_Text to read_:
In brief, for FIG. 19A to FIG. 20B, the logic chip 10 and the second memory chip 32 are arranged in the same manner.

In some embodiments, referring to FIG. 19B and FIG. 20B, the channel signal region in each channel of the memory chip and the logic chip 10 is divided into 2×2 signal zones arranged in an array. Referring to FIG. 19B and FIG. 20B, for a plurality of channel signal regions aligned along the third direction:

• • (1) the second signal zone 22 belonging to the logic chip 10, the first signal zone 21 belonging to the first memory chip 31, the second signal zone 22 belonging to the second memory chip 32, the third signal zone 23 belonging to the third memory chip 33, and the fourth signal zone 24 belonging to the fourth memory chip 34 are aligned along the third direction;
  • (2) the first signal zone 21 belonging to the logic chip 10, the second signal zone 22 belonging to the first memory chip 31, the first signal zone 21 belonging to the second memory chip 32, the fourth signal zone 24 belonging to the third memory chip 33, and the third signal zone 23 belonging to the fourth memory chip 34 are aligned along the third direction;
  • (3) the fourth signal zone 24 belonging to the logic chip 10, the third signal zone 23 belonging to the first memory chip 31, the fourth signal zone 24 belonging to the second memory chip 32, the first signal zone 21 belonging to the third memory chip 33, and the second signal zone 22 belonging to the fourth memory chip 34 are aligned along the third direction;
  • (4) the third signal zone 23 belonging to the logic chip 10, the fourth signal zone 24 belonging to the first memory chip 31, the third signal zone 23 belonging to the second memory chip 32, the second signal zone 22 belonging to the third memory chip 33, and the first signal zone 21 belonging to the fourth memory chip 34 are aligned along the third direction.

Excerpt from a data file
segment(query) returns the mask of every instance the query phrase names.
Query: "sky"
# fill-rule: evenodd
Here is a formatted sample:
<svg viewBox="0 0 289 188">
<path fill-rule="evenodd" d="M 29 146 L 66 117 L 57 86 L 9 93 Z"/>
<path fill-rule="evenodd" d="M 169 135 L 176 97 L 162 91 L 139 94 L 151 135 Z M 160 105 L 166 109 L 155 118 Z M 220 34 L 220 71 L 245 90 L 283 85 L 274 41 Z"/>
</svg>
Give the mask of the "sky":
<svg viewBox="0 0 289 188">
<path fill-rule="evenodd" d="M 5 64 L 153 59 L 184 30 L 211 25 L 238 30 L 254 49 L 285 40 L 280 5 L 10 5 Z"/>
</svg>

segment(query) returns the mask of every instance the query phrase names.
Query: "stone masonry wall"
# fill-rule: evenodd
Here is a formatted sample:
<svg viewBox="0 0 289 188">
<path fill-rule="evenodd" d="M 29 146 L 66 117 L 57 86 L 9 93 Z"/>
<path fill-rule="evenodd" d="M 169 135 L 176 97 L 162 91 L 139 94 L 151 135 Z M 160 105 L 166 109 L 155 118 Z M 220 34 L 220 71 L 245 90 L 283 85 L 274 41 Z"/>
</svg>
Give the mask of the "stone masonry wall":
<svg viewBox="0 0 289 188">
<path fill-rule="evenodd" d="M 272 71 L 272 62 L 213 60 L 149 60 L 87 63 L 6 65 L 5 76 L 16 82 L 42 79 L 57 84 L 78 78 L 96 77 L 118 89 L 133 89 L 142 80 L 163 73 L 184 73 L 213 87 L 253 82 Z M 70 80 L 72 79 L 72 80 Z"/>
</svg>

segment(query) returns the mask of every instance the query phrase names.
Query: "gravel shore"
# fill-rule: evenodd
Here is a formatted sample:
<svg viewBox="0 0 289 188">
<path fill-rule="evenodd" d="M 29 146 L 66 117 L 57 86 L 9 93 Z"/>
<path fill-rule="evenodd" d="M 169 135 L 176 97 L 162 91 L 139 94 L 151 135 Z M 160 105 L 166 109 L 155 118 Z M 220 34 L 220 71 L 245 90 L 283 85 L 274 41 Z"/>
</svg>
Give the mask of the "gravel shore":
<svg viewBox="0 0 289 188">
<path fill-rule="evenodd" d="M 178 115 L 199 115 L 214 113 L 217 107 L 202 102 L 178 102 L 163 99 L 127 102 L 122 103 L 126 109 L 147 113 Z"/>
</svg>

_Task requirements_:
[a] Reproduce the signal zone passage word for word.
[b] Write out all of the records again, requests included, offsetting each number in the answers by 48, both the viewBox values and the path coordinates.
The records are unrelated to the signal zone passage.

_Answers_:
[a]
In brief, for FIG. 19A to FIG. 20B, the logic chip 10 and the second memory chip 32 are arranged in the same manner.

In some embodiments, referring to FIG. 19B and FIG. 20B, the channel signal region in each channel of the memory chip and the logic chip 10 is divided into 2×2 signal zones arranged in an array. Referring to FIG. 19B and FIG. 20B, for a plurality of channel signal regions aligned along the third direction:

• • (1) the second signal zone 22 belonging to the logic chip 10, the first signal zone 21 belonging to the first memory chip 31, the second signal zone 22 belonging to the second memory chip 32, the third signal zone 23 belonging to the third memory chip 33, and the fourth signal zone 24 belonging to the fourth memory chip 34 are aligned along the third direction;
  • (2) the first signal zone 21 belonging to the logic chip 10, the second signal zone 22 belonging to the first memory chip 31, the first signal zone 21 belonging to the second memory chip 32, the fourth signal zone 24 belonging to the third memory chip 33, and the third signal zone 23 belonging to the fourth memory chip 34 are aligned along the third direction;
  • (3) the fourth signal zone 24 belonging to the logic chip 10, the third signal zone 23 belonging to the first memory chip 31, the fourth signal zone 24 belonging to the second memory chip 32, the first signal zone 21 belonging to the third memory chip 33, and the second signal zone 22 belonging to the fourth memory chip 34 are aligned along the third direction;
  • (4) the third signal zone 23 belonging to the logic chip 10, the fourth signal zone 24 belonging to the first memory chip 31, the third signal zone 23 belonging to the second memory chip 32, the second signal zone 22 belonging to the third memory chip 33, and the first signal zone 21 belonging to the fourth memory chip 34 are aligned along the third direction.

[b]
segment(query) returns the mask of every instance the query phrase names.
Query: "sky"
# fill-rule: evenodd
Here is a formatted sample:
<svg viewBox="0 0 289 188">
<path fill-rule="evenodd" d="M 29 146 L 66 117 L 57 86 L 9 93 Z"/>
<path fill-rule="evenodd" d="M 169 135 L 176 97 L 162 91 L 139 94 L 151 135 Z M 160 105 L 166 109 L 155 118 Z M 220 34 L 220 71 L 245 90 L 283 85 L 274 41 Z"/>
</svg>
Give the mask of the "sky":
<svg viewBox="48 48 337 236">
<path fill-rule="evenodd" d="M 53 112 L 201 107 L 232 78 L 259 73 L 286 78 L 302 97 L 333 88 L 328 53 L 58 53 Z"/>
</svg>

segment(query) returns the mask of every instance the query phrase names.
Query: "stone masonry wall"
# fill-rule: evenodd
Here is a formatted sample:
<svg viewBox="0 0 289 188">
<path fill-rule="evenodd" d="M 29 146 L 66 117 L 57 86 L 9 93 Z"/>
<path fill-rule="evenodd" d="M 169 135 L 176 97 L 162 91 L 139 94 L 151 135 Z M 160 105 L 166 109 L 155 118 Z M 220 34 L 220 71 L 245 90 L 283 85 L 274 41 Z"/>
</svg>
Give the mask of the "stone masonry wall":
<svg viewBox="48 48 337 236">
<path fill-rule="evenodd" d="M 320 119 L 320 110 L 261 108 L 197 108 L 135 111 L 54 113 L 53 124 L 64 130 L 90 127 L 105 132 L 126 126 L 144 125 L 166 137 L 181 137 L 190 128 L 211 121 L 232 121 L 261 135 L 301 130 Z M 118 128 L 120 127 L 120 128 Z"/>
</svg>

segment(query) returns the mask of every instance the query phrase names.
Query: "gravel shore"
# fill-rule: evenodd
Here is a formatted sample:
<svg viewBox="0 0 289 188">
<path fill-rule="evenodd" d="M 29 146 L 66 117 L 57 86 L 9 93 Z"/>
<path fill-rule="evenodd" d="M 169 135 L 176 97 L 162 91 L 139 94 L 151 135 Z M 160 105 L 166 109 L 155 118 Z M 220 34 L 220 71 L 245 90 L 283 85 L 274 41 Z"/>
</svg>
Give the mask of the "gravel shore":
<svg viewBox="48 48 337 236">
<path fill-rule="evenodd" d="M 226 163 L 247 163 L 262 161 L 265 155 L 250 150 L 226 150 L 211 147 L 175 150 L 170 151 L 174 157 L 195 161 Z"/>
</svg>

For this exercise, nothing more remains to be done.